● **Passage provided**:
========

The ’90s were cruel to old gangstas, though. After dropping bangers such as “Rikers Island” and “Streets of New York” on 1990’s Wanted: Dead or Alive, G went so far underground that he practically fell off the radar screen. With the circa-1992 ascent of the West, G Rap tried to go bicoastal, presumably in the hope that some imported G-funk might flavor up his East Coast offerings. Whatever the case, he dropped the verbal ingenuity that gave his tales from the stark side their flair and began trafficking instead in Ice Cubean realism. The prevalence of body counts and lack of deft similes had heads disbelieving that this was the same cat who once said, “Talk about a battle/But you ain’t yet ready for war/Your metaphor sucks/More than a whore.” Unsurprisingly, G’s sole notable offering of the era was the hitman’s-eye narration of “Ill Street Blues,” from the 1992 LP Live and Let Die.
You can’t judge a CD by its title, but the arrival of a new G Rap release called The Giancana Story is reason to raise an eyebrow. Early on, we hear that the G in the rapper’s name no longer stands for stands for “Genius,” but for “Giancana, nigga/ Gangsta/Quick to gank ya ass with the gigantic gash-gasher.” Problem is, rappers have been adopting gangland monikers for a good six, seven years now, and the trend done got tired. Even Nas ditched his fictive Escobar surname for 2001’s Stillmatic. Sure, G is back trading couplets with rappers from the 212 area code—not the 213—but the question of residual skill looms large. And even if the big man flips a clever phrase once in a while, overall the essential G-Rapness is still missing. Checking Giancana is vaguely similar to watching Mike Tyson’s calamitous meeting with Lennox Lewis. G doesn’t go out on his shield a la Iron Mike, but he nonetheless keeps you waiting around, hoping that the man from 1989 will show up and drop a blistering combination.

========

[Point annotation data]
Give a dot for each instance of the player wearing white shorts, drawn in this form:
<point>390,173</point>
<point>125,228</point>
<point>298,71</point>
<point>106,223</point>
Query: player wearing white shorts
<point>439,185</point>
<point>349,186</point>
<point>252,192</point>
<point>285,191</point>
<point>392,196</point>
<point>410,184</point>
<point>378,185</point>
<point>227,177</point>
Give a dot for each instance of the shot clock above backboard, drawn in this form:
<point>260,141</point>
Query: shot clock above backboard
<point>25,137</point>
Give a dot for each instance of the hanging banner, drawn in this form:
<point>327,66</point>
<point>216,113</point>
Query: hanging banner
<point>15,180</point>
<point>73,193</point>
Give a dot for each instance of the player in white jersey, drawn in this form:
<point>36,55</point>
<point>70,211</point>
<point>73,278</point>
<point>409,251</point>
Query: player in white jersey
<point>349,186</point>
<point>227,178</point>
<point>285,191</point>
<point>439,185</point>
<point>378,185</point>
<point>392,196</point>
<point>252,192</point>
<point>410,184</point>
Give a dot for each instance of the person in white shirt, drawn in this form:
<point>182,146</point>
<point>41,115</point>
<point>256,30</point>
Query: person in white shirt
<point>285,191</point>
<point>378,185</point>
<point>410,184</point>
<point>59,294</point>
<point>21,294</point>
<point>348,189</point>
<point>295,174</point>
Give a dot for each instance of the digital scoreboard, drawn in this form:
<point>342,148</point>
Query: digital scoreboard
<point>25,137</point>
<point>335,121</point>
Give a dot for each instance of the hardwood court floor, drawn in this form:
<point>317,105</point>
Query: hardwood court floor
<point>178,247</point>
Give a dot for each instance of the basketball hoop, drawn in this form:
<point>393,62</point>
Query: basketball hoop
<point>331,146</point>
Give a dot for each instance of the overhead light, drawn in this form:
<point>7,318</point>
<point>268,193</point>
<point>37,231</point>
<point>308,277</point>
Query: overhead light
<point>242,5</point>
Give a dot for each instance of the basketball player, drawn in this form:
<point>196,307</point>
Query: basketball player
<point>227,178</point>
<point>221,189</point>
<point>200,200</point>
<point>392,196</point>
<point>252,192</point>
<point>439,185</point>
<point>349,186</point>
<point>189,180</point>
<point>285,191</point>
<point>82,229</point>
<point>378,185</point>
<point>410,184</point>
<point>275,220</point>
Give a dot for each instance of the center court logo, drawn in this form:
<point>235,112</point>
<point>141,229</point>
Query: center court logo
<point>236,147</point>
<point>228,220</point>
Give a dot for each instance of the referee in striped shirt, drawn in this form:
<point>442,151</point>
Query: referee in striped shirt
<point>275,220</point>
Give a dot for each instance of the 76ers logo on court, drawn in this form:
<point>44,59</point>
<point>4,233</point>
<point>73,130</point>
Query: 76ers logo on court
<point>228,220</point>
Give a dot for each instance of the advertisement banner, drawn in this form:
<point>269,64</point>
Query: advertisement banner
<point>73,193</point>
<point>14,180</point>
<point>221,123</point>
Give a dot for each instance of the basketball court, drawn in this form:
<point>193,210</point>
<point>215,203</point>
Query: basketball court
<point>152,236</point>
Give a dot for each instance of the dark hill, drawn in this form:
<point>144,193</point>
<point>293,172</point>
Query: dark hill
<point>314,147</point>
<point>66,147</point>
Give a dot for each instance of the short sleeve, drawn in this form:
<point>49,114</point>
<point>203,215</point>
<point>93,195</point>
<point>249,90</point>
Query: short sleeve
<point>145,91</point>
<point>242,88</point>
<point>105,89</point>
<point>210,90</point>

========

● **What you need to do**:
**a)** In the records, copy out each line word for word, starting at the line that contains "Give a dot for each instance of the digital" and stopping after the line that contains "<point>331,146</point>".
**b)** Extend the review of G Rap's album The Giancana Story with the passage that would come next, picking up after its final sentence.

● **Results in order**:
**a)**
Give a dot for each instance of the digital scoreboard, drawn in this form:
<point>342,148</point>
Query: digital scoreboard
<point>25,137</point>
<point>335,121</point>
Give a dot for each instance of the hardwood court floor, drawn in this form:
<point>317,105</point>
Query: hardwood court floor
<point>178,247</point>
Give a dot for each instance of the basketball hoop, drawn in this form:
<point>393,62</point>
Query: basketball hoop
<point>331,146</point>

**b)**
Like many a journeyman gangsta, G Rap has chosen to augment his funk by enlisting some young guns. In this case, the presence of an extra 10 MCs—from thug notables Prodigy and Havoc to rhyme neophytes such as Jinx Da Juvy—makes it hard to get a feel for where G Rap is
trying to go. It’s not that Giancana is a bad CD per se, but both the cameos and the unending catalog of crooks, cops, and copulation wear thin without the leavening wit or wordplay of classic G.
On disc-opener “Thug for Life,” G swears his boulevard allegiances over a descending array of bass notes and periodically clanging gongs, all held together by a sinister rock guitar riff. A track later, he’s dropping lines with Prodigy on the stark, midtempo “Where You At.” Goosed by a slick R&B guitar line and a pulsing bass, the cut is more than likely to raise your blood pressure. “Chopped up bitch inside of a Dumpster/Paramedics tryin’ to speed a nigga pulse up,” G raps, “Block sizzlin’ hot, flooded in the middle with cops/Innocent nigga topped, riddled with shots.”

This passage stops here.